** Opening Given data block **
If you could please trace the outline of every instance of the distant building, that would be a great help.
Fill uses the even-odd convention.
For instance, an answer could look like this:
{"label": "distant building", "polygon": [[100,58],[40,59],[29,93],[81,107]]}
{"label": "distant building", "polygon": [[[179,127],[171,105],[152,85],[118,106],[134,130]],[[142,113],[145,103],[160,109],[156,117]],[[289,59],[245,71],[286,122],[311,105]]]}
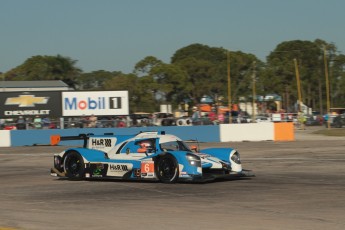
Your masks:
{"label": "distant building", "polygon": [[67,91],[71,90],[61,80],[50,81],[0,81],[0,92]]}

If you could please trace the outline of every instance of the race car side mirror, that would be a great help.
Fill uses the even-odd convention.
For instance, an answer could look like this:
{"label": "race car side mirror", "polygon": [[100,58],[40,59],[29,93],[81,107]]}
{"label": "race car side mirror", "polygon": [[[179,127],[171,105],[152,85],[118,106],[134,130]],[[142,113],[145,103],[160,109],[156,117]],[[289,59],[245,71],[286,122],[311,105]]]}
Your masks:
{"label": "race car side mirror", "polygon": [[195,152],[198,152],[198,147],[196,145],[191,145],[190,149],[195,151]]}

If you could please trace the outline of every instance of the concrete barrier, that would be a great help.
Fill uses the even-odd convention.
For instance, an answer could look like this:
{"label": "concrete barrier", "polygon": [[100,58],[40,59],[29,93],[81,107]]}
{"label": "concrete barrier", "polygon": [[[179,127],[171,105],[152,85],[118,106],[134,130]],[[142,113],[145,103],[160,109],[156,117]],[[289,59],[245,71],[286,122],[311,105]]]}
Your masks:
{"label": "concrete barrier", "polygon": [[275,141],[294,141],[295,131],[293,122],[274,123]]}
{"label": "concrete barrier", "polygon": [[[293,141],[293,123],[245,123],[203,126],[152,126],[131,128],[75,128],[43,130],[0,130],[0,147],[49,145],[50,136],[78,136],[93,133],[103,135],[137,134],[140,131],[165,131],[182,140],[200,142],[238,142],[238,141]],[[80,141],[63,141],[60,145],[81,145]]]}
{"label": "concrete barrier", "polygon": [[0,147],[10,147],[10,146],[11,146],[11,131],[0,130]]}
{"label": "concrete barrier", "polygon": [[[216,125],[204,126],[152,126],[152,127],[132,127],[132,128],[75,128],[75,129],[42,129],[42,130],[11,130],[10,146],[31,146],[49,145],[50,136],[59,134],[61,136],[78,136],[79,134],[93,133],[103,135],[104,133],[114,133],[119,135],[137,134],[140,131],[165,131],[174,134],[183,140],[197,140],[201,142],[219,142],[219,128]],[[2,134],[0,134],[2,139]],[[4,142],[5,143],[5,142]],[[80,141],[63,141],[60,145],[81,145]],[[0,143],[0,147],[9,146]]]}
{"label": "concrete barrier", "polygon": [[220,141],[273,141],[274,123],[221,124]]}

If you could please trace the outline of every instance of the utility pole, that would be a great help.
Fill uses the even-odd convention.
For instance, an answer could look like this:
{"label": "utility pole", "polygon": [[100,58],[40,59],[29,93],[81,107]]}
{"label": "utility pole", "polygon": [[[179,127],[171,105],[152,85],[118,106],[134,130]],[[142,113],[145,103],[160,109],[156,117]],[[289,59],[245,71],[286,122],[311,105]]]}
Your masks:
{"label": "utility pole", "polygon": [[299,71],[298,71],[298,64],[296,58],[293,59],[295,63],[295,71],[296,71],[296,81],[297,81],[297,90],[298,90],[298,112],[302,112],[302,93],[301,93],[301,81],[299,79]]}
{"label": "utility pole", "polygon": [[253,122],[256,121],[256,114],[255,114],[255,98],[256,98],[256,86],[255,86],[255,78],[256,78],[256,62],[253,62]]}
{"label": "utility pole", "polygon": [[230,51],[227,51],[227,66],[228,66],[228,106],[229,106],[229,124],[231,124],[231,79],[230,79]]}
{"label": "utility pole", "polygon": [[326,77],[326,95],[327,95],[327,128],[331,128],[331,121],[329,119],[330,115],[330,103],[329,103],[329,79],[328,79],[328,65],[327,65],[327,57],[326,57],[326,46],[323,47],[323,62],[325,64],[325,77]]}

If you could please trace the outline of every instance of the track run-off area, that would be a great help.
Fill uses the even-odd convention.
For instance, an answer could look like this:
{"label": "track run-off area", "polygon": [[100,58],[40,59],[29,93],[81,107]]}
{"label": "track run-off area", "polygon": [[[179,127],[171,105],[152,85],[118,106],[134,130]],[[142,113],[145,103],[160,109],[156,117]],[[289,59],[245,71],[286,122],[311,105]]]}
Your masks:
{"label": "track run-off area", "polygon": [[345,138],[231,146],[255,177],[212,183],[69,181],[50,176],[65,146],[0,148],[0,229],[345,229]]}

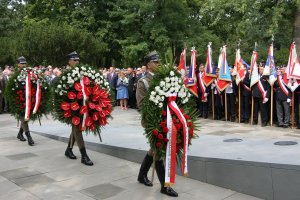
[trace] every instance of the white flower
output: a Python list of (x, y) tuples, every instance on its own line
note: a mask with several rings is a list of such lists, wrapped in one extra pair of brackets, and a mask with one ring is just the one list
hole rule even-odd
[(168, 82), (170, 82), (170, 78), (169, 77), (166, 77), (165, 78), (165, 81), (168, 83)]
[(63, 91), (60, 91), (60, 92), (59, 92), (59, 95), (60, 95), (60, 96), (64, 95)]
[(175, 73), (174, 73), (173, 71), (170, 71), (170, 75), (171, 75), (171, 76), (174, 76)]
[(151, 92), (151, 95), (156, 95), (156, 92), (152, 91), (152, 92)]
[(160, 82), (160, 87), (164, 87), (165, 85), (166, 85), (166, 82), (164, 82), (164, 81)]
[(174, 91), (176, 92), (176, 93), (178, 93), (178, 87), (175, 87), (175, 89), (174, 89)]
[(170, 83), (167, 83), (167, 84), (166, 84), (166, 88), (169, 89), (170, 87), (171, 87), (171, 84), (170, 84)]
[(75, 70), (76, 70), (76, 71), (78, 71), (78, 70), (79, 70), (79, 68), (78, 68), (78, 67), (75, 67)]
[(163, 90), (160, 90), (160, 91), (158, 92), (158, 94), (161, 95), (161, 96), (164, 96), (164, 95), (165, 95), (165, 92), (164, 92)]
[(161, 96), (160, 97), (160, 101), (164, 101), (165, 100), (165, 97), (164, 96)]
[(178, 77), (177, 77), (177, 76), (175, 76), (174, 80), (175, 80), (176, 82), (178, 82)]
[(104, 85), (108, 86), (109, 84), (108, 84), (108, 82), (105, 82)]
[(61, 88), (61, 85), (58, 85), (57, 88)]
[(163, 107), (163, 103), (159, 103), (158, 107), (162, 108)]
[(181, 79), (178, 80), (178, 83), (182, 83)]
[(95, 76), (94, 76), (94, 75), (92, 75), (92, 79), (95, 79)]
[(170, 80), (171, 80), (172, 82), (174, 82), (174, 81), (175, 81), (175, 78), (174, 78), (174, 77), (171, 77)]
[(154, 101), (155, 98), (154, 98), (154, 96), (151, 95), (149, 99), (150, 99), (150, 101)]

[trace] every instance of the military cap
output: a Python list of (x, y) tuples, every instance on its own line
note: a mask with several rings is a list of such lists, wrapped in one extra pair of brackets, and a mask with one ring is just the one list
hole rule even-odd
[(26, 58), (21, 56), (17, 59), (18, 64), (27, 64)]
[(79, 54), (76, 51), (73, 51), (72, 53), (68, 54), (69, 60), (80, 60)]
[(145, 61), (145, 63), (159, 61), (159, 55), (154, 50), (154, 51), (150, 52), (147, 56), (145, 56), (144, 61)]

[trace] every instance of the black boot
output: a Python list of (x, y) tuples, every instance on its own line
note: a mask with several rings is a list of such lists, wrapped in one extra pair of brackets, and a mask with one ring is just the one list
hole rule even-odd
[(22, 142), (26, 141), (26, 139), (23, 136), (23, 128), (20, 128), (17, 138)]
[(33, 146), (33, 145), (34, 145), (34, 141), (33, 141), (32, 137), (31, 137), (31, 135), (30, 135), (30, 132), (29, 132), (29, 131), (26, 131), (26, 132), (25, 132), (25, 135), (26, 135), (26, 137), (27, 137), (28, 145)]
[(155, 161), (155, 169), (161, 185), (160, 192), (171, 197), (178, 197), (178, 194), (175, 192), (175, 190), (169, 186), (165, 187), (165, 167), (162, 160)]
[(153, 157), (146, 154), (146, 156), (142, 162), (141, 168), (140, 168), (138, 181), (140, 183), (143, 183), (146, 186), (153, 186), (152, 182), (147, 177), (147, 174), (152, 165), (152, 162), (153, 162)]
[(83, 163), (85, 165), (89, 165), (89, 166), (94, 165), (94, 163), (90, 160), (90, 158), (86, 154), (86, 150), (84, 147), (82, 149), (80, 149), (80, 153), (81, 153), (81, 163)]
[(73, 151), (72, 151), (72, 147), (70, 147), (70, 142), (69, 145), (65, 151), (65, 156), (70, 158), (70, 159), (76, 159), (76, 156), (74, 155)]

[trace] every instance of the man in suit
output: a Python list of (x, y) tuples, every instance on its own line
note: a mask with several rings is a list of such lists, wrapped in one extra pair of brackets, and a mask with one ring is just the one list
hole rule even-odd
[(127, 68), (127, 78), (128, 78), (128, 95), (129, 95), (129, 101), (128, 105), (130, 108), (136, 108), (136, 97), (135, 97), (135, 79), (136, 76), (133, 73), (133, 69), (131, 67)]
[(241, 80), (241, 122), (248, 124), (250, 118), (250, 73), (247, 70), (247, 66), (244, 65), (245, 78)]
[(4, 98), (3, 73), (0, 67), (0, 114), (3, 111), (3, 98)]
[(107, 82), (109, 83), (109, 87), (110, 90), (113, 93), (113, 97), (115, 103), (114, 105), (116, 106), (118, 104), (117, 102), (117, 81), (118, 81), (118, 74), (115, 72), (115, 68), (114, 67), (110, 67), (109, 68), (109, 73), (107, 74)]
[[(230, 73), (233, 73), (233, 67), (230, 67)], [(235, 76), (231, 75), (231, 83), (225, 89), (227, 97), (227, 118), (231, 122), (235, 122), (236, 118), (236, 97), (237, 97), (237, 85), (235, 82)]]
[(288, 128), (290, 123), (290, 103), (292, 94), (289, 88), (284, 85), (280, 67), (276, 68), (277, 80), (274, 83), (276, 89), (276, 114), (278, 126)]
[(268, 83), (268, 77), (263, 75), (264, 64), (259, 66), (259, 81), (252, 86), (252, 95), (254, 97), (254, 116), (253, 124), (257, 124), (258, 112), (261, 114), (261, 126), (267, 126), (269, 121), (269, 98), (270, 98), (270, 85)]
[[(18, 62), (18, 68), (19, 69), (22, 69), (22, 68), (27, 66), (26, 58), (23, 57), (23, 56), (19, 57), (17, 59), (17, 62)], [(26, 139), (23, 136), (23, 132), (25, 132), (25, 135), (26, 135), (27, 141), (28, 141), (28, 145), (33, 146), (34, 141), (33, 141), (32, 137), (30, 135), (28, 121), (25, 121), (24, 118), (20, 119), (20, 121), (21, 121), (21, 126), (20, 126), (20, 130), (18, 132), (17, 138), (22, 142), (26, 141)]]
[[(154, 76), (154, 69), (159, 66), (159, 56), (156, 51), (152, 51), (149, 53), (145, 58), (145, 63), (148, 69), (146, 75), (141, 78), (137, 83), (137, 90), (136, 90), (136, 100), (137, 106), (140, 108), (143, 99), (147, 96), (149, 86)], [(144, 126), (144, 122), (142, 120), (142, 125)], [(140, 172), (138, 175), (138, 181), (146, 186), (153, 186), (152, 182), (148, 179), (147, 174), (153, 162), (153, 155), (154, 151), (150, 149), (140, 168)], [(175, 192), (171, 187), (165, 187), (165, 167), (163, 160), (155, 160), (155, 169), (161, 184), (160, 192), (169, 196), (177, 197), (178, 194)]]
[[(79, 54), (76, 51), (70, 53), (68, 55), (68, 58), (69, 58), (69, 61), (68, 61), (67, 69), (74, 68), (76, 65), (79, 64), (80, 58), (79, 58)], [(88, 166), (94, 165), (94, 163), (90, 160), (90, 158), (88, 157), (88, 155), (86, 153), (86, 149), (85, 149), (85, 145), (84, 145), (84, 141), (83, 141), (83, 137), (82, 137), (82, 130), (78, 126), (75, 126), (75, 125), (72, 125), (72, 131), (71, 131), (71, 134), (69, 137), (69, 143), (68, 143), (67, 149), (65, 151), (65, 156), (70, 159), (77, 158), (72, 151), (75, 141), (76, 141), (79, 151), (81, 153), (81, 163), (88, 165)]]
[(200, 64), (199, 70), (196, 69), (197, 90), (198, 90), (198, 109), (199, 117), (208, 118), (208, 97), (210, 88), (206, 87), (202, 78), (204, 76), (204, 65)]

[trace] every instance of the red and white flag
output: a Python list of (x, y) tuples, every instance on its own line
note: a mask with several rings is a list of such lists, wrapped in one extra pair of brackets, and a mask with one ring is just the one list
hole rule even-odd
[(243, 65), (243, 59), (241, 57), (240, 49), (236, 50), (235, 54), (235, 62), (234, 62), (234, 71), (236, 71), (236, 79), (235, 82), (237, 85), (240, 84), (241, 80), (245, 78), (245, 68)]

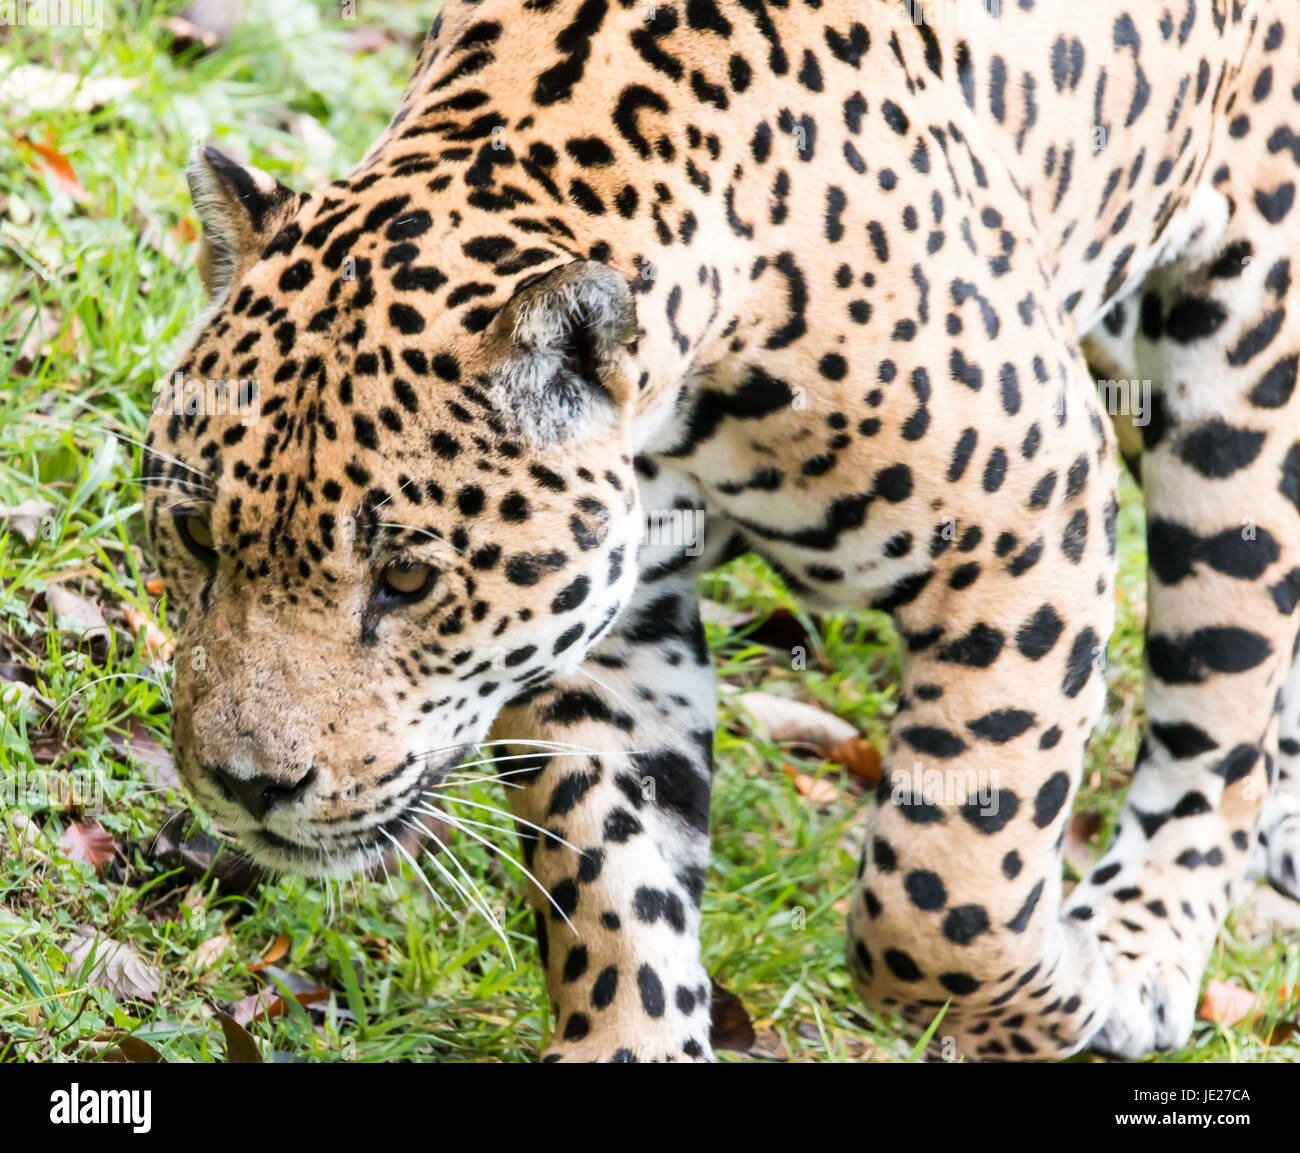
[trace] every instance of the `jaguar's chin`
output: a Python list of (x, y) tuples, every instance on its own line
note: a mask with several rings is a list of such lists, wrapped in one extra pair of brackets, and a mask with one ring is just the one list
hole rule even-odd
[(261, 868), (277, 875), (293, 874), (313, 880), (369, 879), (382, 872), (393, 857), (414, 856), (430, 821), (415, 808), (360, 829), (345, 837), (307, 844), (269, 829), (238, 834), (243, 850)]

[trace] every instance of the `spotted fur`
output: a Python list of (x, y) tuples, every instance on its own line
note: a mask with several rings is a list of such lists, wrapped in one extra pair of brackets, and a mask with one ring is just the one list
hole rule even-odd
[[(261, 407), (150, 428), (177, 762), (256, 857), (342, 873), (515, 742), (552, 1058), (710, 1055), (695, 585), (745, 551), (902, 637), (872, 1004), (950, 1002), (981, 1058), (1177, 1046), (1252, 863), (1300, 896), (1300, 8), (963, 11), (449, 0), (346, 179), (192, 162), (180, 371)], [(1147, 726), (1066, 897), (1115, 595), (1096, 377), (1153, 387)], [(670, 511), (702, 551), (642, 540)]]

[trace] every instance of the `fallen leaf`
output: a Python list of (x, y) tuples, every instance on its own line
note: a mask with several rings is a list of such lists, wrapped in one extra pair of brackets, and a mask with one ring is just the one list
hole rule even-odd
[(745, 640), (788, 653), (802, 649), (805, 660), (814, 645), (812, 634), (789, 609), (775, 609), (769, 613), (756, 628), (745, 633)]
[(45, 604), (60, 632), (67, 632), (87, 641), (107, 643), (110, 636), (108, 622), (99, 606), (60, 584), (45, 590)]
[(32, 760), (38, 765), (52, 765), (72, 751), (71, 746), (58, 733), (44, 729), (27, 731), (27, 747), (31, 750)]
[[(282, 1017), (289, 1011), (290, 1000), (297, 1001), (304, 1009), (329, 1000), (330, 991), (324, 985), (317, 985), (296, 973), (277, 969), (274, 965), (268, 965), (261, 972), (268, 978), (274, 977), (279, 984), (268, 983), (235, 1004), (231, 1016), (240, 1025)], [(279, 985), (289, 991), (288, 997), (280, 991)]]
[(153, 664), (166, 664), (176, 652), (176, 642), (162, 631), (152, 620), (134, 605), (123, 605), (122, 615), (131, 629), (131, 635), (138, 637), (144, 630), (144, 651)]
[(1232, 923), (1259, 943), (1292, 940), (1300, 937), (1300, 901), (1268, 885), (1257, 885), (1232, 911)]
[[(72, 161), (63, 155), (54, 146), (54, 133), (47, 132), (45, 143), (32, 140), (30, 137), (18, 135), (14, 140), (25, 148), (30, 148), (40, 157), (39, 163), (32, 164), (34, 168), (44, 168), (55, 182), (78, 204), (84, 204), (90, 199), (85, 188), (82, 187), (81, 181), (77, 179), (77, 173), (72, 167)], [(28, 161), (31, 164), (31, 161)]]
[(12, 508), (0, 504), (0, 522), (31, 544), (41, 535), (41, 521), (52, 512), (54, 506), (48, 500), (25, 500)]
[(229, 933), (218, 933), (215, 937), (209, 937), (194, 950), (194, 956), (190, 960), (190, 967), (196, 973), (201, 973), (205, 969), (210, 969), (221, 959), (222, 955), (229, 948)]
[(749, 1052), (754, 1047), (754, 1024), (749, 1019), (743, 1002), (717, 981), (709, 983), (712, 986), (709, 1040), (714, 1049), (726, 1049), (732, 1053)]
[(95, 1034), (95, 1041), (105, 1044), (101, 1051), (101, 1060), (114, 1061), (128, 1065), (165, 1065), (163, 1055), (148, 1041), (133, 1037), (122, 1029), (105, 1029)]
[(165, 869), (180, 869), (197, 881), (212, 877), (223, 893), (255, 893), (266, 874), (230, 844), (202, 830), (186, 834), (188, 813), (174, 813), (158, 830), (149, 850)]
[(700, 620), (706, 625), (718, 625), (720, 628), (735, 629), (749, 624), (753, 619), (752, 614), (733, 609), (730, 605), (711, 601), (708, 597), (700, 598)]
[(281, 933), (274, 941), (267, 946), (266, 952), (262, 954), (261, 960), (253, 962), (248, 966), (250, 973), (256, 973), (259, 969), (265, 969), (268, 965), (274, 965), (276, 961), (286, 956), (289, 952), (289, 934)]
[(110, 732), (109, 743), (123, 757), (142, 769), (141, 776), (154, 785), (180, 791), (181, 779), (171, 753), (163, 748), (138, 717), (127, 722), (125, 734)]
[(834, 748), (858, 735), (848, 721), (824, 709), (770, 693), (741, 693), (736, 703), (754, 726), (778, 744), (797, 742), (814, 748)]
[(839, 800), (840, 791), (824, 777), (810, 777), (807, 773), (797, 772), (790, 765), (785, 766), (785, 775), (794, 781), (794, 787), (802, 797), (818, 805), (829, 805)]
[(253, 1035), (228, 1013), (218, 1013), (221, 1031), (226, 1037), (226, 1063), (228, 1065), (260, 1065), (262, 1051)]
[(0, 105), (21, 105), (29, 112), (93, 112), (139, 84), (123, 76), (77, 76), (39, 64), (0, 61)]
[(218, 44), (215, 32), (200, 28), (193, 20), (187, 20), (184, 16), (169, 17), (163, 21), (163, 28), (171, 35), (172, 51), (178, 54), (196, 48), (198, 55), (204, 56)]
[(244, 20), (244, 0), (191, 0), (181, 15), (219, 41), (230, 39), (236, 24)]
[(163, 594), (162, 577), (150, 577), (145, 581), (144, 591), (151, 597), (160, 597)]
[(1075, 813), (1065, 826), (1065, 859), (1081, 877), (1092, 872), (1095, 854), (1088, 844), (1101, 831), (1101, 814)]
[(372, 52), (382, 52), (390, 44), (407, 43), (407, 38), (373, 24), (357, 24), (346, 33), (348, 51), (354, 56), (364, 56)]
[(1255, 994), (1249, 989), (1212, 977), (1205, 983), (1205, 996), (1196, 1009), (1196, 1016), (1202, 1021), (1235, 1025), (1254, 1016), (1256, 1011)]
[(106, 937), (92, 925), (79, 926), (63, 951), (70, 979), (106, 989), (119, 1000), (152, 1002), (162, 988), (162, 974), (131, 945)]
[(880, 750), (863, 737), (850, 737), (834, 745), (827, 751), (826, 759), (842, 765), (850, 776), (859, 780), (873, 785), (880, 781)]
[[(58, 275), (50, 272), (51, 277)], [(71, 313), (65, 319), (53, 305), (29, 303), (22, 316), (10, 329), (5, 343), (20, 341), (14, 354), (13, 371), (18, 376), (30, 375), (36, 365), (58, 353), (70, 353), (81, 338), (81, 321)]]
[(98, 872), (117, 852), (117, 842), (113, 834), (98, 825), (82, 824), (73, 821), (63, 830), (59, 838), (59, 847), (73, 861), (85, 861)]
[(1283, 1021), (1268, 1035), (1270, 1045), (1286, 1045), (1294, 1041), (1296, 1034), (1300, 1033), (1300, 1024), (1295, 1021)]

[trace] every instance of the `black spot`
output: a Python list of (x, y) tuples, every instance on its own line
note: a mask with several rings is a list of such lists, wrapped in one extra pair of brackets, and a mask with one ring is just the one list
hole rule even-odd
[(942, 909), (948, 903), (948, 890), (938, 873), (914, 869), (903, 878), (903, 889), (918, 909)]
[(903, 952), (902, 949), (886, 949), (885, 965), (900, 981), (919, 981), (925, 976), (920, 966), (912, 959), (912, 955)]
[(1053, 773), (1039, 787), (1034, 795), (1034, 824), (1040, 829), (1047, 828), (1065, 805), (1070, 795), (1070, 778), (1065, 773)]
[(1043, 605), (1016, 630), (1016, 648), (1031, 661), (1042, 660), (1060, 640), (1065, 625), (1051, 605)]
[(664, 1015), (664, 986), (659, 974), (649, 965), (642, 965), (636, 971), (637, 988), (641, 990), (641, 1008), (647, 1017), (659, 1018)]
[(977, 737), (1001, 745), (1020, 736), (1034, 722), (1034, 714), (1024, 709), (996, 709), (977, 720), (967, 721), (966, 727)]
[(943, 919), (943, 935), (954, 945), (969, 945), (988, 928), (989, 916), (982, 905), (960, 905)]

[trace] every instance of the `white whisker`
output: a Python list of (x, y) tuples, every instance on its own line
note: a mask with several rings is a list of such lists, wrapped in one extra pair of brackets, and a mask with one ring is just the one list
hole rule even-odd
** Closing Given data block **
→ Assignment
Each line above that holds the string "outline" should be copied and shown.

→ Task solution
If you could please trace the outline of every instance of the distant building, that would be a great help.
If you could please trace the outline of every instance of the race car side mirror, that would be a great help.
If you could please trace the outline of every instance of the concrete barrier, that would be a great help.
If you could please trace the outline of every instance of the utility pole, that would be a great help.
If you could please trace the outline of every instance of the track run-off area, that would be a great help.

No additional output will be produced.